#### [Given entries]
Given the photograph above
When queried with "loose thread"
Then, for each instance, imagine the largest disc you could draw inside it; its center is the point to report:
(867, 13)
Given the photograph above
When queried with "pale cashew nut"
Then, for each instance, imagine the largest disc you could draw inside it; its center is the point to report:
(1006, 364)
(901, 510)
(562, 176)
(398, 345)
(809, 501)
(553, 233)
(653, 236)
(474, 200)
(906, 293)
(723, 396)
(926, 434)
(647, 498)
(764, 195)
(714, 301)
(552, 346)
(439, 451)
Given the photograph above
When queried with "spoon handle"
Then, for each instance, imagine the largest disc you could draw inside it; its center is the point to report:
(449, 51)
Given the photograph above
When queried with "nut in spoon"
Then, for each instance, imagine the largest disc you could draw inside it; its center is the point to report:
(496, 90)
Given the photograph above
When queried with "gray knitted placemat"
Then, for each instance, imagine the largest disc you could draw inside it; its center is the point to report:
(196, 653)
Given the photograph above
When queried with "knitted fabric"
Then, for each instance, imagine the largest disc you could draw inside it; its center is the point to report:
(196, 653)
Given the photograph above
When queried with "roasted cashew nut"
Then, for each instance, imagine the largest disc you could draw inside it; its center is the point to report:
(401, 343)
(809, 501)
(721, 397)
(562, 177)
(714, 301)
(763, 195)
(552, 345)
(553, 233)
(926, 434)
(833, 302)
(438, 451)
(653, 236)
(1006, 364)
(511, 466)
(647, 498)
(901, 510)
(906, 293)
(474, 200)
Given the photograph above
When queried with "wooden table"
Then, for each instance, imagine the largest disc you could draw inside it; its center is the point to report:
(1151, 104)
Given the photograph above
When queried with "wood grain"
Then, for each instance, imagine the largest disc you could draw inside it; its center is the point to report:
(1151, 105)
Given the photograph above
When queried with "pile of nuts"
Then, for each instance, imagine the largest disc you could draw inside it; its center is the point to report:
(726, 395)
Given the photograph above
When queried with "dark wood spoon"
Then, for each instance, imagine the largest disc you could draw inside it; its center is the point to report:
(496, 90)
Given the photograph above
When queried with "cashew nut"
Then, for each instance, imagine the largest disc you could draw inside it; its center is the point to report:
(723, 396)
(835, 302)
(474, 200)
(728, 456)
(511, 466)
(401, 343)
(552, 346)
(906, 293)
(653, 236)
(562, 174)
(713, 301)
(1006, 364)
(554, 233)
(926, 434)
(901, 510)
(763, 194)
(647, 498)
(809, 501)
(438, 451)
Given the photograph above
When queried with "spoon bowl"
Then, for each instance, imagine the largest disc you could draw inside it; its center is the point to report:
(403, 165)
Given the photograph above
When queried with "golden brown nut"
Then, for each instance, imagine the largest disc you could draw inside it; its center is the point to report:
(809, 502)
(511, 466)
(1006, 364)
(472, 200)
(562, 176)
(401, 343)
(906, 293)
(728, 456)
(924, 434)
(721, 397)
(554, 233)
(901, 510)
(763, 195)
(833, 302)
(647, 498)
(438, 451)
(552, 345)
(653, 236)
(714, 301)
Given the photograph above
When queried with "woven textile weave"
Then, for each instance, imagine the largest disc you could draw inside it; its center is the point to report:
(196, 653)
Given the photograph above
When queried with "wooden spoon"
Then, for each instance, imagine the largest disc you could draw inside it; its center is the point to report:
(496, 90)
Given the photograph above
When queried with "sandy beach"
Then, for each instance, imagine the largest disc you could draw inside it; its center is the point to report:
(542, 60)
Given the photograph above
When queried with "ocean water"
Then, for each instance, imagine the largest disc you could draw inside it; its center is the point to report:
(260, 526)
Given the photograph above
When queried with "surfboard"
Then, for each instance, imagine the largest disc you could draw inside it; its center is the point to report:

#### [What this task involves]
Return the entries above exactly, each one complete.

#### [Problem solution]
Given the photograph above
When queried with "loose thread"
Then, for each instance, imagine the largest disc you could draw inside it; its center is the point to report:
(867, 13)
Given the photograph above
When queried with "pale cashew nut"
Then, for each instance, imagine the largest disc you could draw inside it; its center is the point to report:
(1006, 364)
(901, 510)
(562, 176)
(398, 345)
(809, 501)
(553, 233)
(653, 236)
(474, 200)
(906, 293)
(723, 396)
(926, 434)
(647, 498)
(764, 195)
(714, 301)
(552, 346)
(439, 451)
Given the photograph above
When queried with "spoon handle"
Then, for each instance, imagine the largest disc you could draw inside it; its center is the point to report:
(449, 51)
Given the photograph above
When queried with "nut in spoon"
Then, for each instance, imagine the largest disc you could draw inside it; its center is the point to report:
(496, 90)
Given the photograph above
When queried with "gray knitted placemat"
Then, for each instance, imagine the largest disc you could draw inside it; its center is the point to report:
(196, 653)
Given the photograph above
When queried with "knitted fabric"
Then, for each instance, imagine the largest disc you could draw inside it; its center is the point to report:
(196, 653)
Given the photograph above
When queried with "roasted cashew nut"
Then, for each instance, imagine the largest disc you could draw inside it; its center is the point to report:
(401, 343)
(809, 501)
(721, 397)
(562, 177)
(714, 301)
(763, 195)
(552, 345)
(553, 233)
(926, 434)
(833, 302)
(438, 451)
(653, 236)
(1006, 364)
(511, 466)
(647, 498)
(901, 510)
(906, 293)
(474, 200)
Given the photograph above
When queried with "wooden table"
Then, for each instance, imagine the largest disc you could draw inside it; its center is the point to report:
(1151, 104)
Given the photograph above
When queried with "wood grain"
Then, for each instance, imagine the largest disc you could draw inside it; its center is the point to report:
(1151, 105)
Given the photograph above
When queried with "pile of nuts"
Then, for each instance, imagine the largest disc you could draw inside it; its center is the point to report:
(726, 395)
Given the photograph above
When queried with "dark wood spoon"
Then, for each instance, imagine the largest disc you could draw inside it; its center is the point to report:
(496, 90)
Given the photograph above
When queried with "cashew nut"
Then, for each instance, imagine the largest disc you could draw inside it; its center is the point to report:
(723, 396)
(835, 302)
(474, 200)
(728, 456)
(511, 466)
(401, 343)
(552, 346)
(906, 293)
(653, 236)
(562, 174)
(713, 301)
(1006, 364)
(554, 233)
(926, 434)
(901, 510)
(763, 194)
(647, 498)
(809, 501)
(438, 451)
Given the photograph above
When queried with "spoon bowl"
Then, for each instance, imagine the largest disc you could draw inside it; its center is the point to report:
(403, 165)
Given the photograph above
When queried with "golden brown nut"
Then, for each instance, imagine the largest disc you could draw inside it; its center is the point to report:
(809, 502)
(511, 466)
(1006, 364)
(472, 200)
(562, 176)
(401, 343)
(906, 293)
(728, 456)
(924, 434)
(721, 397)
(554, 233)
(901, 510)
(763, 195)
(833, 302)
(647, 498)
(438, 451)
(552, 345)
(653, 236)
(714, 301)
Given the photograph above
When queried with "woven textile weave"
Then, for each instance, imagine the largest disc you could draw inside it; its center is the point to report:
(196, 653)
Given the photograph above
When queried with "wooden spoon"
Then, for each instance, imagine the largest disc you could draw inside it; its center is the point to report:
(496, 90)
Given the photograph above
When queried with "sandy beach"
Then, for each instance, imagine the largest disc you could draw inside it; its center is the point to report:
(542, 60)
Given the photograph above
When queried with "ocean water"
Then, for each instance, imagine the largest disc you could draw inside it; its center is the point to report:
(260, 526)
Given the photograph above
When queried with "surfboard"
Then, for each instance, imagine the largest disc you could draw inside it; its center is the point to report:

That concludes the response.